YOUR OBJECTIVE
Retype every record below exactly as it is written.

Extracted records
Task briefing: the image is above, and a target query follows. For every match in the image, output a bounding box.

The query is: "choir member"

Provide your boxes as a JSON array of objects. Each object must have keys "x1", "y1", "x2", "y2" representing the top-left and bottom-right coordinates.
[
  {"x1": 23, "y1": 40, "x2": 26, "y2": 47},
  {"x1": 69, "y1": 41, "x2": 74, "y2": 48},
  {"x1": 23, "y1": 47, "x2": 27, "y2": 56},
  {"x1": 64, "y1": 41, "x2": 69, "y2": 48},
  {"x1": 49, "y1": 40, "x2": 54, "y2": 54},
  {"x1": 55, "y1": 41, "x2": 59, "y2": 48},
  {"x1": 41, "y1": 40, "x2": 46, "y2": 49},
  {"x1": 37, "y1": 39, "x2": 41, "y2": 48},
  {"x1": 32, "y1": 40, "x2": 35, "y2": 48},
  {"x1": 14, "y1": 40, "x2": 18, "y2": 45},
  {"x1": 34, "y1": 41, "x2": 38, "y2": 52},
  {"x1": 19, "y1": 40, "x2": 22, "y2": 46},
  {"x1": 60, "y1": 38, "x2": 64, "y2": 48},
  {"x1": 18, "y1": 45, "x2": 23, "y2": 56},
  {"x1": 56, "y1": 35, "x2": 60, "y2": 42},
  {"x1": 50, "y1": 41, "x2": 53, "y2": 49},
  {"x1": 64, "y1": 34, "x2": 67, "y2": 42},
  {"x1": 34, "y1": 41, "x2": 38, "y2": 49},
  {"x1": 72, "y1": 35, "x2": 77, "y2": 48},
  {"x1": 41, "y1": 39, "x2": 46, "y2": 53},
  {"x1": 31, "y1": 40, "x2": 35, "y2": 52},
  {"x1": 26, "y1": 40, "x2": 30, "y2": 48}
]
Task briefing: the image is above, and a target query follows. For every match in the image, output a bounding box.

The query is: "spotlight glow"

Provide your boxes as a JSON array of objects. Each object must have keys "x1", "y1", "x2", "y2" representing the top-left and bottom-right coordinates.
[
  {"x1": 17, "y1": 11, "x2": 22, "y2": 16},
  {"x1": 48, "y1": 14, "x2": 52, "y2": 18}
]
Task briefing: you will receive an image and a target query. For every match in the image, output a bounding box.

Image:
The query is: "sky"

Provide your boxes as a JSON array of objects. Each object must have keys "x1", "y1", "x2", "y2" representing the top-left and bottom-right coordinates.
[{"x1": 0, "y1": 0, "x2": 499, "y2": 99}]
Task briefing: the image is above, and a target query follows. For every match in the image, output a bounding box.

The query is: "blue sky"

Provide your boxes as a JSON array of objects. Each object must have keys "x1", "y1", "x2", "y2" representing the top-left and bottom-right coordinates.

EXERCISE OUTPUT
Task briefing: the image is above, and a target query follows. For every match in the image, output a bounding box.

The query is: "choir member"

Provide your boxes as a JSON array of objects. Each object must have keys "x1", "y1", "x2", "y2" representing the top-left and bottom-right coordinates.
[
  {"x1": 23, "y1": 40, "x2": 26, "y2": 47},
  {"x1": 69, "y1": 41, "x2": 74, "y2": 48},
  {"x1": 23, "y1": 47, "x2": 27, "y2": 56},
  {"x1": 64, "y1": 41, "x2": 69, "y2": 48},
  {"x1": 49, "y1": 40, "x2": 54, "y2": 54},
  {"x1": 55, "y1": 41, "x2": 59, "y2": 48},
  {"x1": 41, "y1": 40, "x2": 46, "y2": 49},
  {"x1": 37, "y1": 39, "x2": 41, "y2": 48},
  {"x1": 32, "y1": 40, "x2": 35, "y2": 48},
  {"x1": 14, "y1": 40, "x2": 18, "y2": 45},
  {"x1": 34, "y1": 41, "x2": 38, "y2": 52},
  {"x1": 19, "y1": 40, "x2": 22, "y2": 46},
  {"x1": 60, "y1": 38, "x2": 64, "y2": 48},
  {"x1": 18, "y1": 45, "x2": 23, "y2": 56},
  {"x1": 56, "y1": 35, "x2": 60, "y2": 42},
  {"x1": 50, "y1": 41, "x2": 53, "y2": 49},
  {"x1": 64, "y1": 34, "x2": 67, "y2": 42},
  {"x1": 34, "y1": 41, "x2": 38, "y2": 49},
  {"x1": 72, "y1": 35, "x2": 77, "y2": 48},
  {"x1": 41, "y1": 39, "x2": 46, "y2": 53},
  {"x1": 31, "y1": 40, "x2": 35, "y2": 52},
  {"x1": 26, "y1": 40, "x2": 30, "y2": 48}
]
Task briefing: the image is above, and a target query follows. For every match in the image, output a bounding box.

The query is: "spotlight glow"

Provide your boxes as a JSON array of objects. Each object must have keys "x1", "y1", "x2", "y2" representing the top-left and bottom-right coordinates.
[
  {"x1": 17, "y1": 11, "x2": 22, "y2": 16},
  {"x1": 48, "y1": 14, "x2": 52, "y2": 18}
]
Task briefing: you will receive an image and a target query. For every match in the image, output a bounding box.

Image:
The query is: "sky"

Provide your boxes as a JSON array of objects. Each object must have keys "x1", "y1", "x2", "y2" representing the top-left and bottom-right coordinates.
[{"x1": 0, "y1": 0, "x2": 499, "y2": 99}]
Task briefing: the image is above, and a target query follows. For every match in the image, output a bounding box.

The query is: "blue sky"

Provide your boxes as a JSON array of objects. Each object must have keys "x1", "y1", "x2", "y2" representing the top-left and bottom-right coordinates.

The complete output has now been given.